## begin Data excerpts
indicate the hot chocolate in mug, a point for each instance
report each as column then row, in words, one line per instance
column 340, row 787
## end Data excerpts
## begin Data excerpts
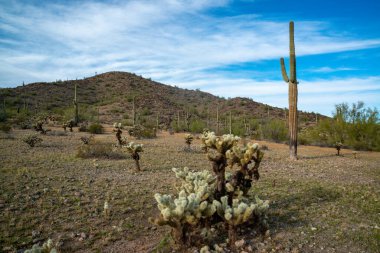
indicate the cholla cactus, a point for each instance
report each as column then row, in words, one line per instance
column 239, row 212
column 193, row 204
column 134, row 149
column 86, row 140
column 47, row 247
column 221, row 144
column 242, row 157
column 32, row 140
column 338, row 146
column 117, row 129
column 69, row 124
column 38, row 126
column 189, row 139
## end Data excerpts
Copy out the material line for line, from the line containing "indicate the hot" through the line containing "column 340, row 787".

| Solution to this task |
indicate the hot chocolate in mug, a point for each instance
report each as column then row, in words, one line per instance
column 340, row 787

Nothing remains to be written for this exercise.